# Задание
Воспроизведите дословно фрагмент отрывка о питерских поэтах между словами «Найман назвал свой» и «бесы до славы.», включая сами эти слова.

# Отрывок для чтения
######

Кушнер – психопатологический феномен. Но такой ли уж феномен? Литература сплошных гениев, если судить по их триумфальным заявлениям. Прежде такого рода самореклама была достоянием эпатеров, типа Бальмонта и Северянина, тогда как великие, наоборот, скромничали и помалкивали. К сожалению, даже у ИБ под конец появился этот склеротический оттенок в стихах, когда он написал о мраморе, застрявшем у него в аорте. Но ИБ был – по крайней мере в российский период и первые годы иммиграции – самым талантливым среди них, а они-то чего засуетились?
Найман назвал свой завистливо-реваншистский мемуар «Славный конец бесславных поколений». В самом деле, дорвались. А Женя Рейн озаглавил новомировскую подборку «Мы правим бал…» – кажется, даже не заметив сатанинского прообраза: «Сатана там правит бал…»
Так и есть: что-то сатанинское на их балу, конечно, есть. Только помельче. Дорвались мелкие бесы до славы.
Напористые, нахрапистые питерцы-шестидесятники – поведенческая школа ИБ. На их фоне скромность Пастернака, Мандельштама, Зощенко кажется патологией. Литература как групповуха и одиночество настоящего писателя. Того же ИБ. «Ты царь: живи один…»
Не люблю групповуху ни в любви, ни в туризме и меньше всего в литературе.

######

# Приведённые записи
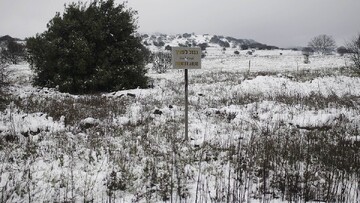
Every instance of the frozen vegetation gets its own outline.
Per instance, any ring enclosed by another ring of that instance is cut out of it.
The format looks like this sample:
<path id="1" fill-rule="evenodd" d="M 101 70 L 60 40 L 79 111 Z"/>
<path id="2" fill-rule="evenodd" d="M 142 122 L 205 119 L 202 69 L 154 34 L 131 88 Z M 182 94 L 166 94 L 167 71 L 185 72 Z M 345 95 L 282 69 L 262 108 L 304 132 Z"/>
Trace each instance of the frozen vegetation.
<path id="1" fill-rule="evenodd" d="M 248 51 L 209 43 L 189 71 L 189 141 L 183 71 L 149 64 L 152 88 L 79 96 L 33 87 L 28 64 L 10 66 L 0 202 L 360 202 L 350 60 Z"/>

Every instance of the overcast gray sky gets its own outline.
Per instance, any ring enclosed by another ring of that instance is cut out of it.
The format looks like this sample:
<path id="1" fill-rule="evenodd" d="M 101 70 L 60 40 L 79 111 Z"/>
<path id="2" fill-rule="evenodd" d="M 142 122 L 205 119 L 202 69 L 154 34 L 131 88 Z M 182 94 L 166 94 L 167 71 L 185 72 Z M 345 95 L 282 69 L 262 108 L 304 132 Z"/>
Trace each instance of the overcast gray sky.
<path id="1" fill-rule="evenodd" d="M 42 33 L 69 2 L 0 0 L 0 36 Z M 360 0 L 128 0 L 127 5 L 138 11 L 140 33 L 217 34 L 280 47 L 305 46 L 319 34 L 343 45 L 360 33 Z"/>

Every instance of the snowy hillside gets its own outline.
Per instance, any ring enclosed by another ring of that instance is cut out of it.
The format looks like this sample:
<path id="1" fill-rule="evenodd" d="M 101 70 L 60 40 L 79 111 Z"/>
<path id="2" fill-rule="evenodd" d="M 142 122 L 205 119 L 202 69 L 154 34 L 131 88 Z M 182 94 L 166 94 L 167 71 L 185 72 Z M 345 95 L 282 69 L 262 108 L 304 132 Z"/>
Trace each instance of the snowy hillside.
<path id="1" fill-rule="evenodd" d="M 0 202 L 360 202 L 360 78 L 349 58 L 304 64 L 299 51 L 219 37 L 224 50 L 212 38 L 143 39 L 153 51 L 209 45 L 189 71 L 187 141 L 181 70 L 149 64 L 153 88 L 71 95 L 32 86 L 26 63 L 10 66 Z"/>
<path id="2" fill-rule="evenodd" d="M 178 34 L 178 35 L 166 35 L 166 34 L 144 34 L 141 35 L 143 44 L 149 47 L 151 50 L 159 48 L 165 48 L 166 46 L 200 46 L 206 47 L 223 47 L 223 48 L 238 48 L 246 46 L 249 48 L 261 48 L 261 49 L 273 49 L 276 47 L 267 46 L 261 44 L 252 39 L 236 39 L 234 37 L 224 37 L 209 34 Z"/>

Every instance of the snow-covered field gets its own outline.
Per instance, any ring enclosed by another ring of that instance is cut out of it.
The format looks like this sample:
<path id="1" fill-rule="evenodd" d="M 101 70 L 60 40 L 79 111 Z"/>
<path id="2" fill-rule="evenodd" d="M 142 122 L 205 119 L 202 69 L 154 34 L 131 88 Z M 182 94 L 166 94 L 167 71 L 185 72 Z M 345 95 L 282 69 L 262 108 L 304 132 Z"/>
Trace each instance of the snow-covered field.
<path id="1" fill-rule="evenodd" d="M 149 65 L 154 88 L 78 96 L 11 66 L 0 201 L 360 202 L 350 60 L 234 50 L 209 47 L 189 70 L 189 141 L 181 70 Z"/>

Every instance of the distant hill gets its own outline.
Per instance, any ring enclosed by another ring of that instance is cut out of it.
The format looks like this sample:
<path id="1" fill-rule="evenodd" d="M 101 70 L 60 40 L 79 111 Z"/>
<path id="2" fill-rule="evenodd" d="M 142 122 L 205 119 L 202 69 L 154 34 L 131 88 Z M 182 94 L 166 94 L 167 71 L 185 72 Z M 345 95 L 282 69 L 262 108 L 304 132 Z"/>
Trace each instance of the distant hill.
<path id="1" fill-rule="evenodd" d="M 8 42 L 8 41 L 12 41 L 12 40 L 14 40 L 14 41 L 23 41 L 23 40 L 21 40 L 19 38 L 13 38 L 10 35 L 5 35 L 5 36 L 0 37 L 0 42 L 4 42 L 4 41 Z"/>
<path id="2" fill-rule="evenodd" d="M 17 43 L 24 44 L 25 41 L 19 38 L 13 38 L 10 35 L 0 37 L 0 47 L 7 46 L 6 44 L 10 41 L 16 41 Z"/>
<path id="3" fill-rule="evenodd" d="M 141 35 L 142 42 L 149 48 L 160 48 L 167 46 L 200 46 L 206 47 L 224 47 L 224 48 L 239 48 L 239 49 L 278 49 L 275 46 L 269 46 L 259 43 L 252 39 L 237 39 L 234 37 L 224 37 L 218 35 L 197 35 L 197 34 L 177 34 L 166 35 L 161 33 L 143 34 Z"/>

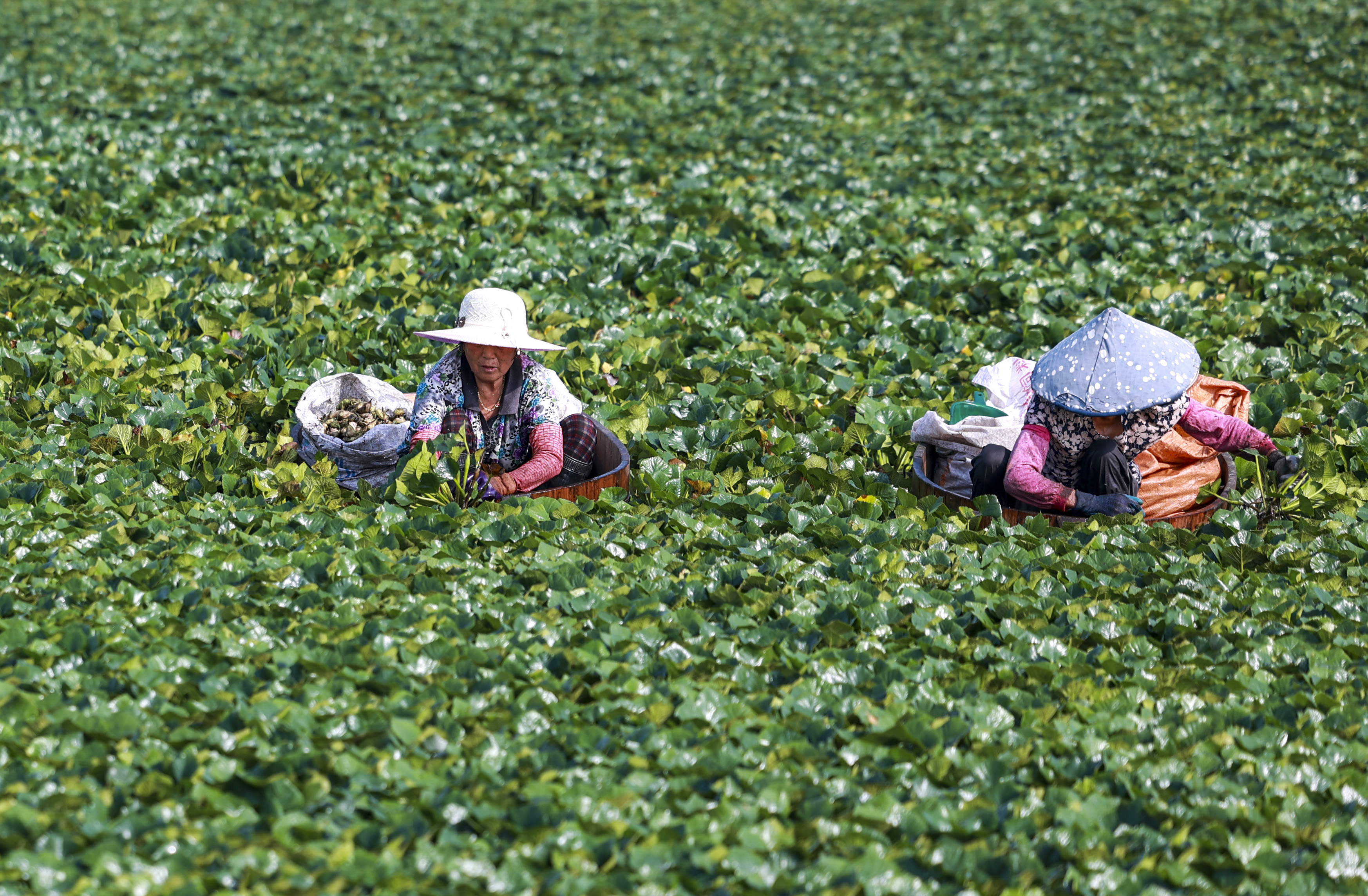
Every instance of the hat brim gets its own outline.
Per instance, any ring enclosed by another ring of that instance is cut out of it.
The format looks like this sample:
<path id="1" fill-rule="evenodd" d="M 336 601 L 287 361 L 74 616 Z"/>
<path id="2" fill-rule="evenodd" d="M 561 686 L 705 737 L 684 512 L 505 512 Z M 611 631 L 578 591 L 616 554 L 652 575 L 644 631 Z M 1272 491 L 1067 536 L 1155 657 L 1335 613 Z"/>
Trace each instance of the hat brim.
<path id="1" fill-rule="evenodd" d="M 449 342 L 460 345 L 494 345 L 502 349 L 523 349 L 524 352 L 564 352 L 564 345 L 543 342 L 528 335 L 509 335 L 492 327 L 456 327 L 453 330 L 427 330 L 415 332 L 416 337 L 431 339 L 432 342 Z"/>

######

# Итоговый ответ
Найман назвал свой завистливо-реваншистский мемуар «Славный конец бесславных поколений». В самом деле, дорвались. А Женя Рейн озаглавил новомировскую подборку «Мы правим бал…» – кажется, даже не заметив сатанинского прообраза: «Сатана там правит бал…»
Так и есть: что-то сатанинское на их балу, конечно, есть. Только помельче. Дорвались мелкие бесы до славы.